* Entries provided:
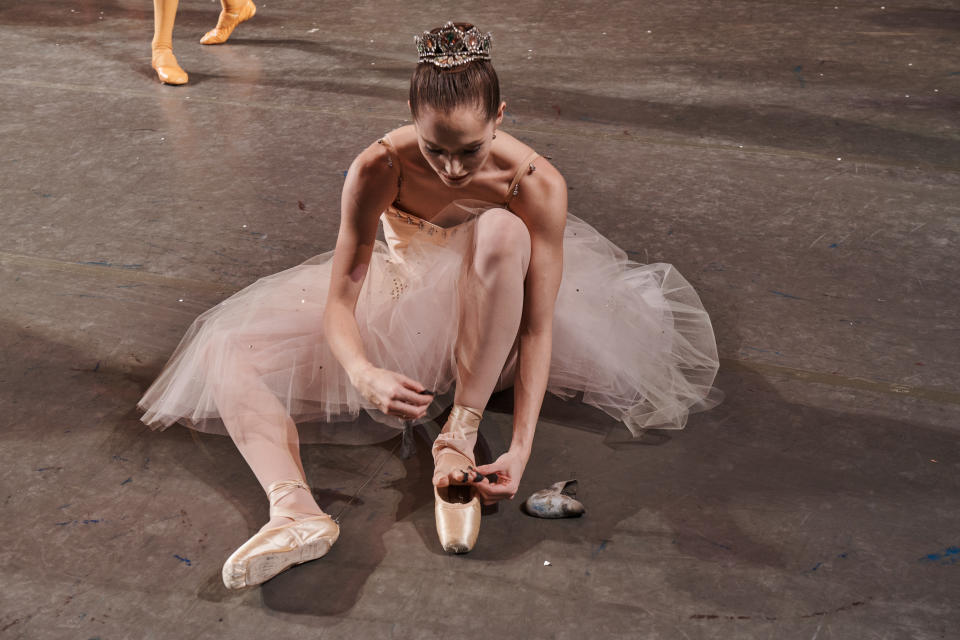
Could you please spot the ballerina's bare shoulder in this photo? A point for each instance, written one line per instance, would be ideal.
(423, 194)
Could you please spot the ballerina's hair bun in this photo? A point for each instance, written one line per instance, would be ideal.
(454, 70)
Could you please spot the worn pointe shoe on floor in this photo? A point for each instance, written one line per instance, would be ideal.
(267, 553)
(227, 22)
(457, 506)
(165, 64)
(556, 502)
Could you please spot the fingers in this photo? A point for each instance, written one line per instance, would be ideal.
(491, 492)
(405, 410)
(466, 475)
(413, 385)
(489, 469)
(405, 394)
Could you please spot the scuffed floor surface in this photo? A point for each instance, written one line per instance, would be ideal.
(798, 162)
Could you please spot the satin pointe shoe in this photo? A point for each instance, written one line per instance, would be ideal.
(165, 64)
(457, 507)
(267, 553)
(227, 22)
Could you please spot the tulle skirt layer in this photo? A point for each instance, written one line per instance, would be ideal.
(633, 339)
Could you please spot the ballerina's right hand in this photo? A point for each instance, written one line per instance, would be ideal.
(393, 393)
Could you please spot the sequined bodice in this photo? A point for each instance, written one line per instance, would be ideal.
(400, 229)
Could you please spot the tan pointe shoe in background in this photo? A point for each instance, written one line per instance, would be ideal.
(165, 64)
(227, 22)
(307, 537)
(457, 507)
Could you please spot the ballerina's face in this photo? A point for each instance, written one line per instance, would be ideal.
(456, 143)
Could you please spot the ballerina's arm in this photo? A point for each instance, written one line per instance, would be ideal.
(370, 187)
(542, 205)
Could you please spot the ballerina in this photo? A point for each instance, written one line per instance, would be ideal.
(484, 281)
(163, 61)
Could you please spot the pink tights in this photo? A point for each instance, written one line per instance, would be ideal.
(491, 304)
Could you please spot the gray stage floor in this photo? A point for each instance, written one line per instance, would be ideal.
(798, 162)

* What you need to do:
Nothing but the lines from the one containing "Could you please spot the gray" through the last line of the listing should be output, each exactly as written.

* Answer for the task:
Could you please spot the gray stage floor in this photo? A point for each instance, written one line per instance, would be ideal.
(798, 162)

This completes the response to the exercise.